Raw records:

+++++

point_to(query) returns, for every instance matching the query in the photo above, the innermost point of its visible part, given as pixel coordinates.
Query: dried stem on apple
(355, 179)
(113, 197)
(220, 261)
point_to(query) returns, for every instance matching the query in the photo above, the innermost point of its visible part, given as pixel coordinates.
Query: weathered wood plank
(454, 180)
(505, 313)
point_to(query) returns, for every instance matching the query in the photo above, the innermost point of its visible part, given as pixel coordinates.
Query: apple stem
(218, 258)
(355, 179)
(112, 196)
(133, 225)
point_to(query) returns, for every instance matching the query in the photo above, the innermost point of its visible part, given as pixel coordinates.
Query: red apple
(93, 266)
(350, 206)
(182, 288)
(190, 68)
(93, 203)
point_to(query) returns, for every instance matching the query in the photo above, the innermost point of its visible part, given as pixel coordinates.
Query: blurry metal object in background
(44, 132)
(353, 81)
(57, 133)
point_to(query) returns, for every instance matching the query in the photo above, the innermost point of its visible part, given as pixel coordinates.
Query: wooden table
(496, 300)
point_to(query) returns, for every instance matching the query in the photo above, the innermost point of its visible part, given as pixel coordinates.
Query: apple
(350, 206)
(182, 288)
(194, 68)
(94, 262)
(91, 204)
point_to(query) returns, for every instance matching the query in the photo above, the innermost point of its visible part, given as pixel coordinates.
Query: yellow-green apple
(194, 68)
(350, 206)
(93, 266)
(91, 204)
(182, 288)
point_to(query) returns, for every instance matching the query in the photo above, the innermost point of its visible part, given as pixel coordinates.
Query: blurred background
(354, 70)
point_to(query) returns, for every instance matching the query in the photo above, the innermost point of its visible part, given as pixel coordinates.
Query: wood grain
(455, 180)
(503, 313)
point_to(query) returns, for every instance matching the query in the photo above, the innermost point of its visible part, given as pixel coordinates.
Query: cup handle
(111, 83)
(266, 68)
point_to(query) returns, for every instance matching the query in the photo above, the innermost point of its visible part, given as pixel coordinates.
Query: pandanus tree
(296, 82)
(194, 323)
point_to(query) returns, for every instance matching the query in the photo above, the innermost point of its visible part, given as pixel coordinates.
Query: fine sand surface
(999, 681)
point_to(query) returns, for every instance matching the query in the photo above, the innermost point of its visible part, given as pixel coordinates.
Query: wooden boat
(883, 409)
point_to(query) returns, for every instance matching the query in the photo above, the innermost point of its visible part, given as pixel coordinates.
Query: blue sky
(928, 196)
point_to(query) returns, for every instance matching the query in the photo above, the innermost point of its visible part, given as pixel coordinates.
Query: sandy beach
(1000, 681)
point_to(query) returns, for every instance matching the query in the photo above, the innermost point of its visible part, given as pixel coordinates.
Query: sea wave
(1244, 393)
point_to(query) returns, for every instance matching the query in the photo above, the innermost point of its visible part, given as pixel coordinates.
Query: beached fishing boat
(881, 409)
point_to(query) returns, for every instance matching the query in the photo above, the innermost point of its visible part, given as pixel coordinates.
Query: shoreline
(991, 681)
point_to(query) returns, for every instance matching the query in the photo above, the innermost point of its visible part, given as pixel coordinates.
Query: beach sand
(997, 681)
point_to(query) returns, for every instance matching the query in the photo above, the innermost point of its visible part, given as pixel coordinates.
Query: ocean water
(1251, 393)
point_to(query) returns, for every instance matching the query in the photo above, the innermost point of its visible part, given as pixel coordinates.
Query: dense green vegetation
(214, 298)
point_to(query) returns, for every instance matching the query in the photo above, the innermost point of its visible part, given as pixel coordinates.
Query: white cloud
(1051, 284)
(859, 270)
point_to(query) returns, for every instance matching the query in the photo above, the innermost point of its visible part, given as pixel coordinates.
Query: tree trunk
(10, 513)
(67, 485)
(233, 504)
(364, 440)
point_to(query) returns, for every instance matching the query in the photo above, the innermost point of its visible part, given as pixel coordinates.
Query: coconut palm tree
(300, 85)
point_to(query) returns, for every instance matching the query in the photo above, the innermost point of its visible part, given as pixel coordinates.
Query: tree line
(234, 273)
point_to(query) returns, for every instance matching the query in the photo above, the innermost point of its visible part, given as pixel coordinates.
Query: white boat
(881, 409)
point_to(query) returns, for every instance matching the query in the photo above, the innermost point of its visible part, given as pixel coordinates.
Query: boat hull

+++++

Given request:
Count the lines in the material above that contain the string "tree", matching case. Reply with the number alone.

Solution to this problem:
4